◆ **GIVEN PROBLEM 1**:
Could you reproduce everything in the dividend tax thread from "Both these are" down to "rate in the UK.", word for word?
◆ **GIVEN PROBLEM 2**:
Can you sum up the dividend tax thread in two sentences?

◆ **TEXT BLOCK**:
Both these are limited to 15% so you will select that.
Thank you. 
Posted Fri, 24 Nov 2023 09:04:31 GMT by Anne Fendley
But the notes say that I can only claim the rate I would pay in the UK. Does the software automatically drop it down to 8.75%?
Posted Fri, 24 Nov 2023 21:22:34 GMT by maninthestreet
I have the same issue as this, my share dividends are from a company based in the USA, and they have had 15% US tax deducted at source (there is W8-BEN in place).
Posted Tue, 28 Nov 2023 09:16:35 GMT by HMRC Admin 5
Hi Anne Fendley

The drop down is for the rate applied in the country the dividends arose as this is the maximum you can claim should your dividends be taxed at a higher rate in the UK.
If only liable at 8.75% then this will be applied in the calculation.

Thank you
Posted Tue, 28 Nov 2023 11:49:58 GMT by HMRC Admin 5
Hi maninthestreet

Article 10 of the UK/USA tax treaty, allows for the USA to deduct tax of 15% on dividends. 
You can claim a foreign tax credit up to a maximum of 15% of the dividend in your self assessment tax return.  
If you are submitting a paper tax return, you can elect to have HMRC work this out for you or you can do this yourself, using HS263 Relief for foreign tax paid (Self Assessment helpsheet HS263)
If you are completing your tax return online, the system can work this out for you.

◆ **INFORMATION PROVIDED**:

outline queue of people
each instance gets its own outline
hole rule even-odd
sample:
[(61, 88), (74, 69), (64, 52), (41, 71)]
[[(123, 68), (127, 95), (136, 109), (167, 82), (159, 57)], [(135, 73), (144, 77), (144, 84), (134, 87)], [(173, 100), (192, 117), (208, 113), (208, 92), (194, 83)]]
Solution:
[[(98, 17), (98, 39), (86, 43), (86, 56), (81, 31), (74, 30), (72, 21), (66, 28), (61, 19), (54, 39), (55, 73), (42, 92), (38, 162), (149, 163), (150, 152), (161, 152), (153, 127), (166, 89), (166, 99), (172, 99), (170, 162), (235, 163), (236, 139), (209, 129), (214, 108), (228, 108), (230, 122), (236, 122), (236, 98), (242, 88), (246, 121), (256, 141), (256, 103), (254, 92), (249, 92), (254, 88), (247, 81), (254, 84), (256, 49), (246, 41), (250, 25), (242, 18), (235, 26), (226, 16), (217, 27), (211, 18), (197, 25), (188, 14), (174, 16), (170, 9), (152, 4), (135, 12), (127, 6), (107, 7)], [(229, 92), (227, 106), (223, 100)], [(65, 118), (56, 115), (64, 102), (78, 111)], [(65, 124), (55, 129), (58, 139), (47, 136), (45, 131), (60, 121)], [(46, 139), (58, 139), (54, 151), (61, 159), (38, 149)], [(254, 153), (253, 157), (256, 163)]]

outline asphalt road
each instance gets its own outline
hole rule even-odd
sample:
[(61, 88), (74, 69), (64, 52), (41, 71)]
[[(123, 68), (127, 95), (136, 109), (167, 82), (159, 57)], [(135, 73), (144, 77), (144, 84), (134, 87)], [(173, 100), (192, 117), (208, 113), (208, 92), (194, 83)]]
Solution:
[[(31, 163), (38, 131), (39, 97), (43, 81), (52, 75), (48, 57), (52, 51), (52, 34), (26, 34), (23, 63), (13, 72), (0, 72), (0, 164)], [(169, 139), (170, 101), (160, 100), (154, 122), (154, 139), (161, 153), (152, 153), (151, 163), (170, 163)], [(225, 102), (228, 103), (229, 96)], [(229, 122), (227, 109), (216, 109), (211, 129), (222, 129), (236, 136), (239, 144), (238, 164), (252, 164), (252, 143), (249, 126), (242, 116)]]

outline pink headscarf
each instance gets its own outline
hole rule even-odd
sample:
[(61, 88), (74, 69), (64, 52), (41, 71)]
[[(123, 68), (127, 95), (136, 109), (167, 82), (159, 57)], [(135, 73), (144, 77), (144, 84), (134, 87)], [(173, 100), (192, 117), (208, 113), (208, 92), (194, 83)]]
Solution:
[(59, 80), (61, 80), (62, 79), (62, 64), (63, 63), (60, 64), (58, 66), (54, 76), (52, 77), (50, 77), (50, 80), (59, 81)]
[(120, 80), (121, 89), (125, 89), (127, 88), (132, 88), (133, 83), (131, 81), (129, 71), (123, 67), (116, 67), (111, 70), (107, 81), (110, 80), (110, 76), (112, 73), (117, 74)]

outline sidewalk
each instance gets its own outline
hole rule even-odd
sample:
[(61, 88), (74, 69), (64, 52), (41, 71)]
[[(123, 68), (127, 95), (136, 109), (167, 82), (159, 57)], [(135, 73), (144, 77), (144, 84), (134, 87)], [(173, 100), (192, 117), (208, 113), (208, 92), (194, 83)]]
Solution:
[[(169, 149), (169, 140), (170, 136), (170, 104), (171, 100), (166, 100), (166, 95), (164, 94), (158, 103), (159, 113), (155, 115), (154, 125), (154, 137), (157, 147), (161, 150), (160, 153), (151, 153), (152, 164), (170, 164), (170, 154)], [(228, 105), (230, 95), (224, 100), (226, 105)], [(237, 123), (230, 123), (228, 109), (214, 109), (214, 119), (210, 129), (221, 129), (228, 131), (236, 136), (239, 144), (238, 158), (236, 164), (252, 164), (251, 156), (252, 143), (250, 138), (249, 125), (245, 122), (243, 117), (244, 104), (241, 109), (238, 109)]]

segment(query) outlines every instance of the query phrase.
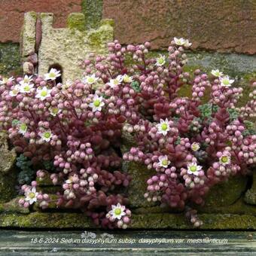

◆ **EXERCISE OUTPUT 1**:
Both these are limited to 15% so you will select that.
Thank you. 
Posted Fri, 24 Nov 2023 09:04:31 GMT by Anne Fendley
But the notes say that I can only claim the rate I would pay in the UK. Does the software automatically drop it down to 8.75%?
Posted Fri, 24 Nov 2023 21:22:34 GMT by maninthestreet
I have the same issue as this, my share dividends are from a company based in the USA, and they have had 15% US tax deducted at source (there is W8-BEN in place).
Posted Tue, 28 Nov 2023 09:16:35 GMT by HMRC Admin 5
Hi Anne Fendley

The drop down is for the rate applied in the country the dividends arose as this is the maximum you can claim should your dividends be taxed at a higher rate in the UK.

◆ **EXERCISE OUTPUT 2**:
Anne Fendley asks whether the software automatically lowers the rate to 8.75%, since the notes say only the UK rate can be claimed, and maninthestreet reports the same issue with US dividends that had 15% tax deducted at source. HMRC Admin 5 replies that the drop-down is for the rate applied in the country where the dividends arose and that 8.75% will be applied if that is the liability, and notes that the UK/USA treaty allows a foreign tax credit of up to 15%, which HMRC (on election) or the online system can work out, or which can be worked out personally using HS263.